SELECTED PASSAGE:

________________

# presyncope?



## Calypso234 (May 11, 2014)

Hi I got up after sitting down and I had a warm fuzzy feeling under my eyes and I almost felt like blacking out. My hearing became distorted as if I had wax in my ears. I had a situation like this before where I blacked out and fell down the stairs, bruising myself. The doctor didn't like me talking to her for a telephone consult so is it something I need to raise with a doctor anyway? Thankyou


----------



## Octavia (Aug 1, 2011)

Yes, I would say you should discuss it with your doctor.


----------



## Calypso234 (May 11, 2014)

Octavia said:


> Yes, I would say you should discuss it with your doctor.


ok thankyou, I went to my previous doctor months ago regarding this and she asked me if I had always been clumsy, re the blackout, I said yes. No tests were done which surprised me. I had a phone appointment today re my medication and the doctor I spoke to was not happy to speak to me because my appointment was down as being urgent, which I thought it was if it concerned medication, and she deemed it non urgent. So would the best plan of action to be to wait until monday to call for an appointment or wait until 2 weeks time when I have my follow up booked?


----------



## creepingdeath (Apr 6, 2014)

If you are experiencing the feeling of passing out every time you stand up and you are very concerned,

I would go to an urgent care facility or hospital and not wait for an appointment.

If you plan on waiting it out I would in the meantime remember to standing up very slowly till you can seek medical assistance.


----------



## Octavia (Aug 1, 2011)

"Clumsy" is entirely different from blacking out, in my opinion. If it happens again, then it needs to be addressed sooner than two weeks out. Urgent care might not be a bad idea if that happens. They can at least do some labwork there (I would hope) to see what your levels are as close to the moment as possible.


----------



## Calypso234 (May 11, 2014)

creepingdeath said:


> If you are experiencing the feeling of passing out every time you stand up and you are very concerned,
> I would go to an urgent care facility or hospital and not wait for an appointment.

________________

SUPPLIED DATA:
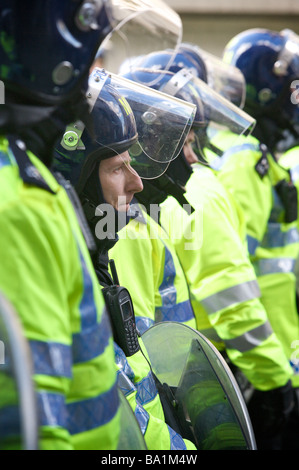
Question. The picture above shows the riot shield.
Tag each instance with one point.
(130, 437)
(18, 412)
(205, 399)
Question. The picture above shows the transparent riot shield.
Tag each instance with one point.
(205, 398)
(18, 413)
(130, 437)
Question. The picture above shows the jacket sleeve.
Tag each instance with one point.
(46, 274)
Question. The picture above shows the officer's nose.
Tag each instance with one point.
(189, 153)
(134, 182)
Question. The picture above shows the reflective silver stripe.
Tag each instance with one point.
(250, 339)
(211, 334)
(276, 238)
(233, 295)
(274, 266)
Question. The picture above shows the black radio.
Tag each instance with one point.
(121, 312)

________________

REQUIREMENT 1:
Reproduce the passage of the presyncope thread starting at "If you plan" and ending at "moment as possible.", word for word.
REQUIREMENT 2:
Carry on the presyncope thread from its final line.

EXPECTED OUTPUT 1:
If you plan on waiting it out I would in the meantime remember to standing up very slowly till you can seek medical assistance.


----------



## Octavia (Aug 1, 2011)

"Clumsy" is entirely different from blacking out, in my opinion. If it happens again, then it needs to be addressed sooner than two weeks out. Urgent care might not be a bad idea if that happens. They can at least do some labwork there (I would hope) to see what your levels are as close to the moment as possible.

EXPECTED OUTPUT 2:
> If you plan on waiting it out I would in the meantime remember to standing up very slowly till you can seek medical assistance.


Thankyou, I have had more occurrences of passing out over the past few days but tonight made me very concerned because I had a warm feeling under my eyes and along the bridge of my nose. My boyfriend doesn't like me going to urgent care facilities or hospitals because whenever I go there everything comes back clear and he tells me I am crying wolf.


----------



## Calypso234 (May 11, 2014)

Octavia said:


> "Clumsy" is entirely different from blacking out, in my opinion. If it happens again, then it needs to be addressed sooner than two weeks out. Urgent care might not be a bad idea if that happens. They can at least do some labwork there (I would hope) to see what your levels are as close to the moment as possible.


thankyou, what levels sorry? Thyroid ones are on the low side but my doctor thinks I am hyperthyroid and liver function tests looked good, only issue was the red blood cell count which was elevated but nothing has been mentioned about that.


----------



## creepingdeath (Apr 6, 2014)

Azureblue said:


> Thankyou, I have had more occurrences of passing out over the past few days but tonight made me very concerned because I had a warm feeling under my eyes and along the bridge of my nose. My boyfriend doesn't like me going to urgent care facilities or hospitals because whenever I go there everything comes back clear and he tells me I am crying wolf.


I would not mess around .

The passing out feeling could be anything from the signs of a stroke to just anxiety .

Do you want to take that chance?

"You know what eventually happened to the boy who cried wolf"..................


----------



## bigfoot (May 13, 2011)

As mentioned above, having a syncopal episode or feeling lightheaded could be from many, many things. Some more serious than others, but it should be evaluated nonetheless, as it's very important to find out why. Dehydration, exertion, anxiety, inner-ear problems, low blood sugar, blood pressure issues, adrenal insufficiency, medication side effects, watching a blood draw, and the list goes on and on.

There are distinctions that can be important, too. Are we talking a dizziness where you feel the room is spinning, a light-headedness when getting up from a sitting or reclining position, anxiety leading to feeling faint, or totally blacking out and hitting the floor?

If you are concerned (and rightfully so), then your doctor should be concerned. And if they aren't comfortable dealing with it, or it's over their heads, you should be referred to a neurologist for an evaluation. They will get into far more details and may do things like a head-tilt test to check for BPPV, tilt-table tests (somewhat antiquated), order an MRI, etc.

Don't be worried about how others might think if you go to urgent care or the E.R. Honestly, the folks there would prefer you err on the side of caution, get it looked at, and have it turn out to be nothing; rather than ignore it and have something more serious happen.

More info and light reading: http://www.clevelandclinicmeded.com/medicalpubs/diseasemanagement/neurology/dizziness/


----------



## Calypso234 (May 11, 2014)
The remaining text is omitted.